■ Provided text ■
■ ■ ■ ■
According to the military’s deployment schedule, only three of the five additional combat brigades that are to be deployed in and around Baghdad under Mr. Bush’s plan have arrived. Mr. McCain said the prospects for the new strategy would be known “within months.”
Even more unclear is what Iraq might look like by the time a new president takes office in the United States. The most optimistic course of events he envisioned involved a steady reduction in violence and a gradual turnover of security responsibilities to the Iraqis during the remainder of the Bush administration. Under those circumstances, Mr. McCain said, the United States military would gradually withdraw to its bases in Iraq, though he did not provide a timetable for how long that might take.
American air and ground forces could continue to operate from those bases when needed but then eventually leave, he said. He said that he had recently met with Gen. Pervez Musharraf, Pakistan’s president, and had been told that Pakistan and other Muslim nations would be prepared to help Iraq if the country was secure.
On the other hand, the failure of the troop buildup plan and an escalation of violence, Mr. McCain said, would present the United States with a range of flawed fallback options.
One plan proposed by some Democratic lawmakers is to withdraw American troops to Kuwait, from where they might carry out strikes against terrorists in Iraq belonging to Al Qaeda in Mesopotamia. Mr. McCain said that this approach reflected a naïve understanding of the difficulties in obtaining intelligence and conducting operations in Iraq. “The fact of modern warfare is that you can’t parachute into places,” he said. “You can’t go in without a solid base of support if you’re going to be engaged in heavy fighting.”
Another plan, advocated by Mrs. Clinton, would maintain a reduced force at bases in Iraq to stabilize Kurdistan, deter neighboring nations from intervening and to fight terrorist groups there. “That assumes somehow that the place has not descended into chaos,” said Mr. McCain, who warned that reducing the force without first stabilizing Iraq would put the American forces in the position of being “rocketed in their bases.”
■ ■ ■ ■
■ Information provided ■
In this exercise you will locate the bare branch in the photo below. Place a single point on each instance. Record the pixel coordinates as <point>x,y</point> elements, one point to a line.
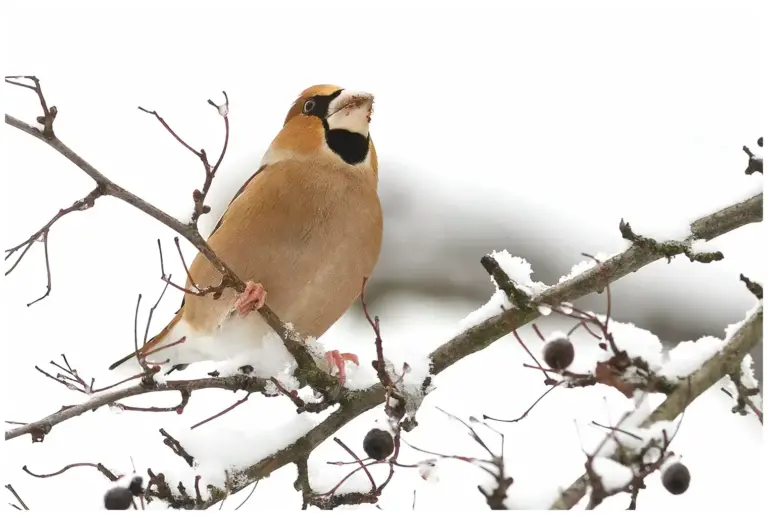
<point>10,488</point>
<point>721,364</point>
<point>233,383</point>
■ ■ ■ ■
■ To do ■
• A. Rewrite the paragraph of the text on Mr. McCain's views of Iraq strategy that begins "Another plan, advocated by Mrs. Clinton" as a short list, keeping its main facts.
• B. Carry on the text on Mr. McCain's views of Iraq strategy, starting after its last sentence.
The material is not needed for this exercise.

■ Activity answers ■
• A.
- Mrs. Clinton's plan would keep a reduced force at bases in Iraq.
- The force would stabilize Kurdistan, deter neighboring nations from intervening, and fight terrorist groups there.
- Mr. McCain said the plan assumes Iraq has not descended into chaos.
- He warned that cutting the force before stabilizing Iraq would leave American forces "rocketed in their bases."

• B.
Putting additional emphasis on training the Iraqi Army, Mr. McCain also said, would not be effective unless security in Iraq was improved. “I’d be very reluctant to send young men into a country where there is chaos and tell them they’re going to be trainers.”
Partitioning Iraq into Sunni, Shiite and Kurdish enclaves, as some experts have proposed, was “totally unrealistic,” Mr. McCain argued, because the Iraqis are opposed to measures that would lead to the further dislocation of the population and even divide families.
He also suggested that setting deadlines for withdrawing troops — as many lawmakers were seeking to legislate — would backfire, hamstringing commanders and giving opponents a way to wait out the Americans.
Mr. McCain acknowledged that his message — that a long, hard and uncertain road still lies ahead in Iraq — was not a popular one, and could mark the end of his political ambitions. However, it could be as politically treacherous for Mr. McCain to back away from his support of the war as it is for him to stay with it.
During a recent speech at the Virginia Military Institute, Mr. McCain noted that he had recently met Petty Officer First Class Mark Robbins, a member of the Navy Seals who was shot in the eye in an ambush outside Baghdad, in a military hospital in Germany and that he planned personally to award him the Purple Heart.
“Oh, God, I’ve seen a lot of things in my life,” Mr. McCain recalled in the interview. “I’ve seen a lot of things. That kid sitting up there. His head. Blood all over the back of him.”
“Grabs my hand and says, ‘I’m honored you’re here. Thanks for your support. We can win this fight.’ You know, I’m supposed to worry about my political future?”